[EXERCISE GOAL]: Write out the listing below exactly, and omit any images you find in it.

------------------------------------------------

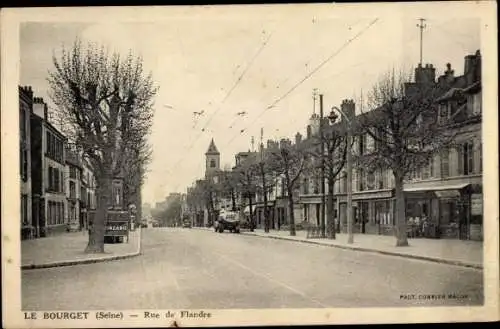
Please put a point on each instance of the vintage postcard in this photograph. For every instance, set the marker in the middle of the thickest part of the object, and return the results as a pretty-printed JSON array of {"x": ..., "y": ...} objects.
[{"x": 242, "y": 165}]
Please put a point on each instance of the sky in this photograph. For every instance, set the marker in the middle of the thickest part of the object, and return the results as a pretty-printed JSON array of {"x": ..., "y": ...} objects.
[{"x": 234, "y": 59}]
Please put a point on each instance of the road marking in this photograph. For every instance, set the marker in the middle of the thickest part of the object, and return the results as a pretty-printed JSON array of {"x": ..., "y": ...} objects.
[{"x": 284, "y": 285}]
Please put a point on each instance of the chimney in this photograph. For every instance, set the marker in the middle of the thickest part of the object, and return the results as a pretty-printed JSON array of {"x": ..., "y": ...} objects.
[
  {"x": 348, "y": 108},
  {"x": 40, "y": 108},
  {"x": 449, "y": 73},
  {"x": 269, "y": 143},
  {"x": 298, "y": 138},
  {"x": 425, "y": 74},
  {"x": 472, "y": 68}
]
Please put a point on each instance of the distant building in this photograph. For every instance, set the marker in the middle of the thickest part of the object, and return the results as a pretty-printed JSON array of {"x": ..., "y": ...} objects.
[
  {"x": 25, "y": 109},
  {"x": 87, "y": 194},
  {"x": 447, "y": 192},
  {"x": 73, "y": 187},
  {"x": 212, "y": 174},
  {"x": 47, "y": 171}
]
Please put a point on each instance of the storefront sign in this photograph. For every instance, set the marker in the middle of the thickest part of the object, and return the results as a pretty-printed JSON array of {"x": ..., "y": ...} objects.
[
  {"x": 476, "y": 204},
  {"x": 448, "y": 194}
]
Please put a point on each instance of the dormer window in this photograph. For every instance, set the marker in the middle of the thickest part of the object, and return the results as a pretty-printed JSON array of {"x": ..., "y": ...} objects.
[{"x": 444, "y": 113}]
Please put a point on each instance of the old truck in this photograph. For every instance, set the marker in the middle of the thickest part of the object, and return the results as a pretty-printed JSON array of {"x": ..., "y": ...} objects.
[
  {"x": 117, "y": 226},
  {"x": 227, "y": 220}
]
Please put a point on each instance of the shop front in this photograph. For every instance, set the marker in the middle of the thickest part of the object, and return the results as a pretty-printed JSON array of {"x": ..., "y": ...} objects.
[
  {"x": 260, "y": 214},
  {"x": 454, "y": 210},
  {"x": 372, "y": 212},
  {"x": 311, "y": 208}
]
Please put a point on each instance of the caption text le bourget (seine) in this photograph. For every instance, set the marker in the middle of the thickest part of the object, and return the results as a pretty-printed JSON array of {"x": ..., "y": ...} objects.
[{"x": 115, "y": 315}]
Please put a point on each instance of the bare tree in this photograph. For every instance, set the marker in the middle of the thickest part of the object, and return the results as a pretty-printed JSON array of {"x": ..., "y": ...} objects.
[
  {"x": 334, "y": 160},
  {"x": 245, "y": 174},
  {"x": 100, "y": 97},
  {"x": 289, "y": 162},
  {"x": 228, "y": 186},
  {"x": 404, "y": 127}
]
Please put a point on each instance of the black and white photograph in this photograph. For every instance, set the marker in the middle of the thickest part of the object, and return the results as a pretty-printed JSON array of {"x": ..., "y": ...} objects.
[{"x": 238, "y": 165}]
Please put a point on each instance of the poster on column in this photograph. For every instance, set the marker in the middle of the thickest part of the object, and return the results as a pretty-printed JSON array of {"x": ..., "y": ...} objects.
[{"x": 162, "y": 99}]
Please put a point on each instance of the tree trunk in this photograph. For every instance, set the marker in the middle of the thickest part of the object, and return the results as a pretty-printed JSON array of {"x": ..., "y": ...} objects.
[
  {"x": 250, "y": 205},
  {"x": 233, "y": 200},
  {"x": 400, "y": 220},
  {"x": 96, "y": 230},
  {"x": 330, "y": 205},
  {"x": 264, "y": 188},
  {"x": 138, "y": 205},
  {"x": 292, "y": 215}
]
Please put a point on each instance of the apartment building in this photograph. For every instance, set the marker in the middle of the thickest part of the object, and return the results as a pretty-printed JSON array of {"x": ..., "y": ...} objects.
[
  {"x": 25, "y": 109},
  {"x": 448, "y": 191},
  {"x": 73, "y": 187},
  {"x": 47, "y": 172}
]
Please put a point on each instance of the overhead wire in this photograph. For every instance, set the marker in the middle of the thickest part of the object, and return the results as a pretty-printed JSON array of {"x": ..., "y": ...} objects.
[
  {"x": 307, "y": 76},
  {"x": 238, "y": 81}
]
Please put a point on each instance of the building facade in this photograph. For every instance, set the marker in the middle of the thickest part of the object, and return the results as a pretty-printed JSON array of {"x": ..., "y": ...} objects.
[
  {"x": 212, "y": 174},
  {"x": 87, "y": 193},
  {"x": 73, "y": 187},
  {"x": 448, "y": 191},
  {"x": 48, "y": 166},
  {"x": 25, "y": 109}
]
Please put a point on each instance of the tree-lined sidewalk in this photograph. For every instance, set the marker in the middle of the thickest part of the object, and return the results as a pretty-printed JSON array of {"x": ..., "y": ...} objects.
[
  {"x": 68, "y": 249},
  {"x": 447, "y": 251}
]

------------------------------------------------

[EXPECTED OUTPUT]:
Please put a point on each instance of the vintage postcard in this photograph. For every instance, set the marker in the middle of the thickest part of the object, and return the results as a pretty-printed JSON array of {"x": ..., "y": ...} objects.
[{"x": 242, "y": 165}]
Please put a point on each instance of the sky in this photograph. For every instance, set the marker in the middle of the thickest part of the object, and return the results as a pretty-printed JSON array of {"x": ..., "y": ...} objects.
[{"x": 234, "y": 59}]
Please put a point on each instance of the road marking in this photograph. For every instance, set the marker in the middle of the thickest part of the object, and return the results as a pretty-printed JSON array of {"x": ..., "y": ...} objects.
[{"x": 284, "y": 285}]
Please put a point on each instance of the chimney in this photograph. For every instance, set the marker in the middle of the thickest part of the object, and return the results as a pretty-printed JSON array of {"x": ..., "y": ...} objects.
[
  {"x": 348, "y": 108},
  {"x": 40, "y": 108},
  {"x": 449, "y": 73},
  {"x": 269, "y": 143},
  {"x": 298, "y": 138},
  {"x": 425, "y": 74},
  {"x": 472, "y": 68}
]
Please put a point on each instance of the distant building in this photograph. For every instance, set the marker in the middle of the thickest part of the object, and return the results as a pretty-printed JSON array of {"x": ..., "y": ...} objects.
[
  {"x": 25, "y": 109},
  {"x": 87, "y": 194},
  {"x": 447, "y": 192},
  {"x": 73, "y": 187},
  {"x": 212, "y": 174},
  {"x": 47, "y": 171}
]
Please put a point on each instance of the storefront sign in this photograph. For every instance, set the marker in the middle of the thickest part of the object, and return the results as a pretty-printed JSON array of {"x": ..., "y": ...} objects.
[
  {"x": 476, "y": 204},
  {"x": 448, "y": 194}
]
Please put a point on each instance of the dormer window in this photograph. For every instance, set the marker in the middle of the thickest part of the object, and return the results as a pretty-printed JSON array of {"x": ..., "y": ...} objects.
[{"x": 444, "y": 113}]
Please put a point on each instance of the old truck in this photograph. For every instance, set the marker in the middle of the thickest part of the object, and return the results as a pretty-printed JSON array of {"x": ..., "y": ...} objects.
[
  {"x": 117, "y": 226},
  {"x": 227, "y": 220}
]
Please put a point on each instance of the shop front in this photograph. For every instance, set the marker in the middle of the thickest part of the object, and return the results as a pretty-printed JSON array of {"x": ..., "y": ...} objects.
[
  {"x": 260, "y": 214},
  {"x": 454, "y": 210},
  {"x": 372, "y": 212},
  {"x": 311, "y": 208}
]
Please put a point on each instance of the caption text le bourget (seine) in this photograph. For every instance, set the marker in the middle of the thickest part of the object, and return the results as a pretty-printed JSON array of {"x": ..., "y": ...} objects.
[{"x": 115, "y": 315}]
Please put a point on each instance of the bare tree in this photograph. For every instance, set the marker in the middle of the thickest part of the object, and return the results as a pretty-printed JSON array of {"x": ..., "y": ...} objects.
[
  {"x": 334, "y": 160},
  {"x": 245, "y": 174},
  {"x": 100, "y": 97},
  {"x": 289, "y": 162},
  {"x": 228, "y": 186},
  {"x": 404, "y": 127}
]
Please put a point on each instance of the black and white photograph in this photograph. For every instance, set the marker in the middle of the thickest part of the object, and return the results as a pretty-printed JSON array of {"x": ..., "y": ...} objects.
[{"x": 238, "y": 165}]
Please put a point on each instance of the poster on column in this photograph. For every instance, set the marker in the middle of the thickest part of the object, and return the results as a pretty-printed JSON array of {"x": ..., "y": ...} objects.
[{"x": 162, "y": 99}]
Please put a point on each instance of the tree trunk in this photograph. For every instance, set the marker in the middle of the thickest part of the object, and return the results as a pretty-printed JSON array of {"x": ..., "y": ...} objects.
[
  {"x": 250, "y": 205},
  {"x": 233, "y": 200},
  {"x": 400, "y": 220},
  {"x": 96, "y": 230},
  {"x": 330, "y": 205},
  {"x": 264, "y": 188},
  {"x": 138, "y": 205},
  {"x": 292, "y": 215}
]
Please put a point on each instance of the apartment building in this photograph. For every instance, set the marker in the middle of the thickest part of the object, and return the results as a pretty-printed JSON array of {"x": ..., "y": ...} objects.
[
  {"x": 25, "y": 109},
  {"x": 448, "y": 191},
  {"x": 73, "y": 187},
  {"x": 47, "y": 172}
]
Please put a point on each instance of the overhead wire in this photograph. For every instance, set the marker in the middle of the thickest part of the object, and return the results as a pretty-printed JSON array of {"x": ..., "y": ...} objects.
[
  {"x": 307, "y": 76},
  {"x": 238, "y": 81}
]
Please put a point on each instance of the building facade in this photograph. For every instance, set the marker in the middle of the thickest part of the object, and return the results as a pretty-printed JSON array of {"x": ..., "y": ...} objects.
[
  {"x": 212, "y": 174},
  {"x": 87, "y": 193},
  {"x": 73, "y": 187},
  {"x": 448, "y": 191},
  {"x": 48, "y": 166},
  {"x": 25, "y": 109}
]
Please put a point on each instance of the tree-lined sidewalk in this photograph. For every instance, set the marker in the middle of the thickest part of the object, and return the results as a pretty-printed JSON array of {"x": ..., "y": ...} objects.
[
  {"x": 68, "y": 249},
  {"x": 447, "y": 251}
]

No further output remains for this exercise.